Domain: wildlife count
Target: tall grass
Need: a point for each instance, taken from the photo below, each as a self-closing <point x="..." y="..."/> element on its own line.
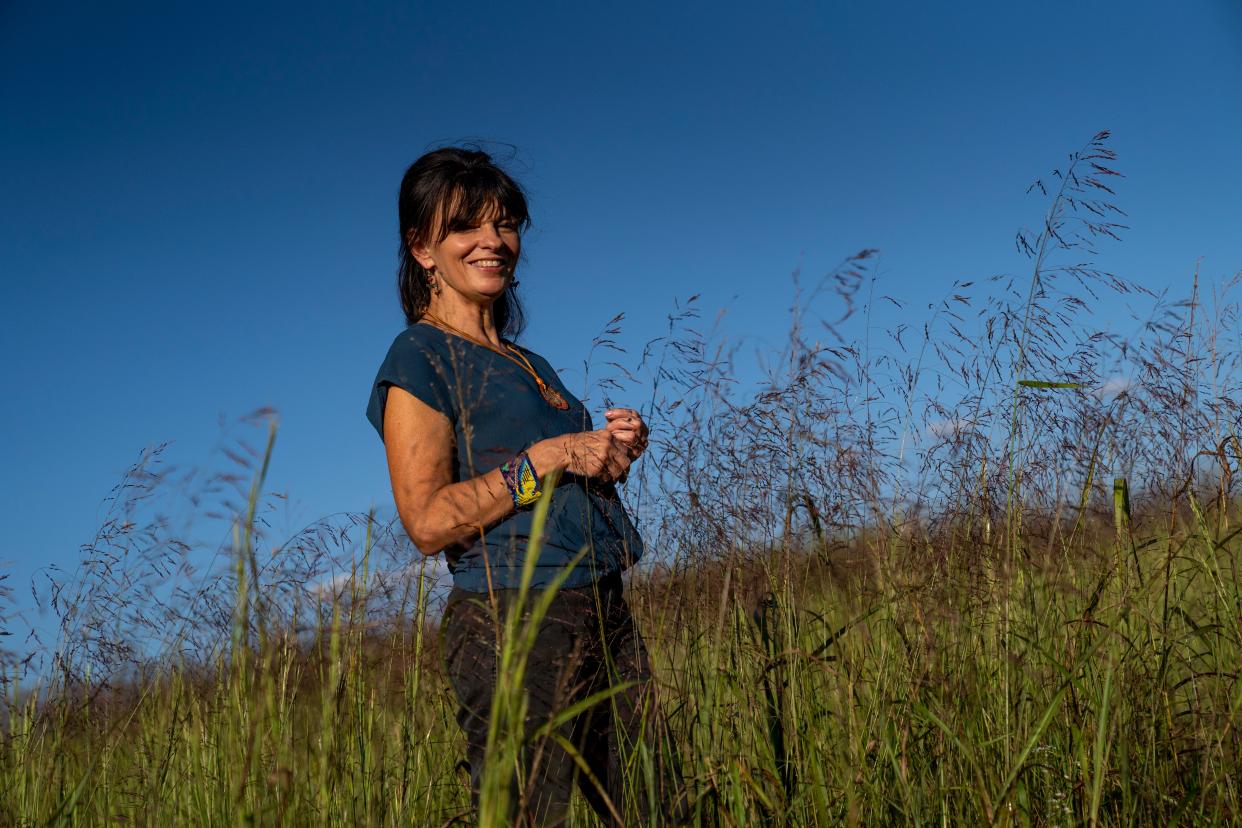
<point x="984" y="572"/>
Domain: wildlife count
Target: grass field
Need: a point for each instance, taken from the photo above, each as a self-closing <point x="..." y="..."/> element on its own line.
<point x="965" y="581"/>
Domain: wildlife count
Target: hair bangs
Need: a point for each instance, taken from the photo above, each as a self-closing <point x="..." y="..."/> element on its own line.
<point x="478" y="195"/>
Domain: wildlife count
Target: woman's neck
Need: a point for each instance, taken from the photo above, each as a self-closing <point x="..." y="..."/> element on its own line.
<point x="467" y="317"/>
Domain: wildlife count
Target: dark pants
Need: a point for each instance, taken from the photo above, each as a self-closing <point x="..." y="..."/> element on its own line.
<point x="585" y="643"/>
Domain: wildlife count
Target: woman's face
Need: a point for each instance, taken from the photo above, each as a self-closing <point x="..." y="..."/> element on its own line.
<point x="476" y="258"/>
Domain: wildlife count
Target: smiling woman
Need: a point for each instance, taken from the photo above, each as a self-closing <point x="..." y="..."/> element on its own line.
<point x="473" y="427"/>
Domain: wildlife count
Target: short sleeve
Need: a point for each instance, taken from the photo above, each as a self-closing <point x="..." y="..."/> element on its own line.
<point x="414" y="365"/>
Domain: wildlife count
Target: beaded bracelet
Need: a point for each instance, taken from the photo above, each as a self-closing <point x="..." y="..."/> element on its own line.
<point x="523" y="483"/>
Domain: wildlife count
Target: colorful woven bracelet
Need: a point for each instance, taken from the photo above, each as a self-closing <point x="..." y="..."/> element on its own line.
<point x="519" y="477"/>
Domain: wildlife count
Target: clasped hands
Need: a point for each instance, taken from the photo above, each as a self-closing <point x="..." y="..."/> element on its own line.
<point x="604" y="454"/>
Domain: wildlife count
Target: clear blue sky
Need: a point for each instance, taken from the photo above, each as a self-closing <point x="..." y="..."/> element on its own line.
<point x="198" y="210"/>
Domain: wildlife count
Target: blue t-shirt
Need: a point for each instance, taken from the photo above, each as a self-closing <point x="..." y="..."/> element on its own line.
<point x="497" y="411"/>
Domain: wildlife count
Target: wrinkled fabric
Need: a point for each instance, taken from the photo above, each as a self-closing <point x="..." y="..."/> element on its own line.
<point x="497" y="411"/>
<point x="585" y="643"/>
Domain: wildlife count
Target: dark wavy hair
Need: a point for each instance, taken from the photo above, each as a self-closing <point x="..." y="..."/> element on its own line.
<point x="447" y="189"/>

::::

__WHAT YOU WILL DO__: Line by line, print the records exactly, leaving the pictures behind.

__OUTPUT OF THE EXERCISE__:
Domain: wildlife count
Target: tall grass
Need: a point for each instance, taken from the photo below, each as a self-closing <point x="..." y="..."/> element on its own line.
<point x="984" y="572"/>
Domain: wildlife count
Target: grass field
Need: a point for each instance, taken from the photo above, each as a self-closing <point x="..." y="..."/> element on its own line.
<point x="965" y="581"/>
Domain: wildlife count
Target: hair bangs
Need: a point for each instance, taken from the photo above, each as a self-closing <point x="..." y="..."/> element on its own line.
<point x="478" y="195"/>
Domain: wildlife count
Target: woman's neck
Need: a point for each instance, taken from the photo above, each as a self-closing <point x="..." y="..."/> element on its own line.
<point x="467" y="317"/>
Domain: wildlife count
Target: dark pants
Need: a point for each instance, taken from the photo above, each as a self-closing <point x="..." y="..."/> element on its own line.
<point x="585" y="643"/>
Domain: wildlife count
Target: woman's face
Need: a point for each instance, taken from the photo above, each as a self-closing <point x="..." y="..."/> element on its own line.
<point x="476" y="258"/>
Domain: wildlife count
Target: smiling woman
Need: a point for each instance, taken from the photo above, each as a self-closing <point x="..." y="..."/> element on its own line.
<point x="473" y="427"/>
Domain: wildlife count
Target: short sleeve
Need: a point for each instance, taken from the photo above, each as a self-closing <point x="..." y="..."/> element on its own line.
<point x="414" y="365"/>
Domain: wildlife count
Target: beaded bracelet
Need: a point for each instance, taken from the photo above, each as a self-closing <point x="..." y="..."/> element on its own line.
<point x="523" y="483"/>
Domain: wildlife count
Target: colorful woven bracelet
Need: a point for each instance, taken from the photo above, each as a self-closing <point x="..." y="..."/> element on its own line.
<point x="519" y="477"/>
Domain: wildlife count
Target: clasped hands
Need: a point for each instance, taken from the photo above, each as a self-closing <point x="..." y="..."/> element on its own line.
<point x="604" y="454"/>
Domain: wildlife count
Target: clear blue sky
Need: a point for each instance, taken from the photo above, each as a self-closing <point x="..." y="..."/> element on its own line.
<point x="198" y="210"/>
Domain: wildlife count
Target: blue t-shirt
Need: a point for each instance, taken from the photo above, each as a self-closing <point x="..." y="..."/> element on its own line.
<point x="497" y="411"/>
Domain: wildlife count
Target: wrinkled fabric
Need: a point for each instance, taken from the photo above, each as a self-closing <point x="..." y="..."/> element on its own line.
<point x="497" y="411"/>
<point x="585" y="643"/>
Domain: wildlife count
Target: dark wavy hair
Need: a point for each instance, taken from the photo above, each as a self-closing <point x="..." y="..."/> element on its own line.
<point x="447" y="189"/>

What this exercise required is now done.